*** Supplied records Section Begins ***
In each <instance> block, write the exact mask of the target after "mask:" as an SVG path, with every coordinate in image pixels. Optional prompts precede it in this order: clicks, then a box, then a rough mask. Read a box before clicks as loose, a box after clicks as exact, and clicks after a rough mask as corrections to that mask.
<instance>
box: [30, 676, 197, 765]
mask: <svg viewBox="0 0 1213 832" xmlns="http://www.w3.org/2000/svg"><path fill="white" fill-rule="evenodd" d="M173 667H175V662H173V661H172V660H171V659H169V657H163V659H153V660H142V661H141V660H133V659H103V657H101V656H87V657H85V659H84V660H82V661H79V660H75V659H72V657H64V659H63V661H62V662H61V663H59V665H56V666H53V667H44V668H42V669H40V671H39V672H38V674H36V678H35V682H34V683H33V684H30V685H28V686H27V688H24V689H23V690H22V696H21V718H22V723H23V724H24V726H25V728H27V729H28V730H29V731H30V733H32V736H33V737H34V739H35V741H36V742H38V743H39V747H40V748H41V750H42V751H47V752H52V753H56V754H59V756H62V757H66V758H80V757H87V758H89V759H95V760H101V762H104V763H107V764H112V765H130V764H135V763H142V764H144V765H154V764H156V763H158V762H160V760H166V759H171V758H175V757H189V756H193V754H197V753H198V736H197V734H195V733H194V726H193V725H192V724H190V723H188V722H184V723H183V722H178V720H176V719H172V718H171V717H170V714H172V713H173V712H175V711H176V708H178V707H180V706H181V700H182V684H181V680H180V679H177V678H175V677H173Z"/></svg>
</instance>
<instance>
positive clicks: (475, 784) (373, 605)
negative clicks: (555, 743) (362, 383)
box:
*** Supplied records Section Ends ***
Task to complete: Output every line of the items above as a numbered list, omitting blank lines.

Completed task:
1. In each <instance> block, write the exact mask of the target after "mask:" as an SVG path, with every coordinate in image pixels. Optional prompts precede it in this order: clicks, then a box, then a rough mask. Read a box before clicks as loose, a box after clicks as exact, and clicks after a rough mask as corrections to that mask.
2. <instance>
3. box: [30, 676, 197, 765]
4. mask: <svg viewBox="0 0 1213 832" xmlns="http://www.w3.org/2000/svg"><path fill="white" fill-rule="evenodd" d="M173 667H175V662H173V661H172V660H171V659H169V657H163V659H153V660H142V661H141V660H133V659H103V657H101V656H87V657H85V659H84V660H82V661H79V660H75V659H72V657H64V659H63V661H62V662H61V663H59V665H56V666H53V667H44V668H42V669H40V671H39V672H38V674H36V678H35V682H34V683H33V684H30V685H28V686H27V688H24V689H23V690H22V696H21V718H22V723H23V724H24V726H25V728H27V729H28V730H29V731H30V733H32V736H33V737H34V739H35V741H36V742H38V743H39V747H40V748H41V750H42V751H47V752H52V753H56V754H59V756H62V757H66V758H80V757H87V758H89V759H95V760H101V762H104V763H107V764H112V765H130V764H135V763H142V764H144V765H154V764H156V763H158V762H160V760H166V759H171V758H175V757H189V756H193V754H197V753H198V736H197V734H195V733H194V726H193V725H192V724H190V723H188V722H184V723H183V722H178V720H176V719H172V718H171V717H170V714H172V713H173V712H175V711H176V708H178V707H180V706H181V700H182V684H181V680H180V679H177V678H175V677H173Z"/></svg>
5. </instance>
6. <instance>
7. positive clicks: (475, 784) (373, 605)
8. negative clicks: (555, 743) (362, 383)
9. box:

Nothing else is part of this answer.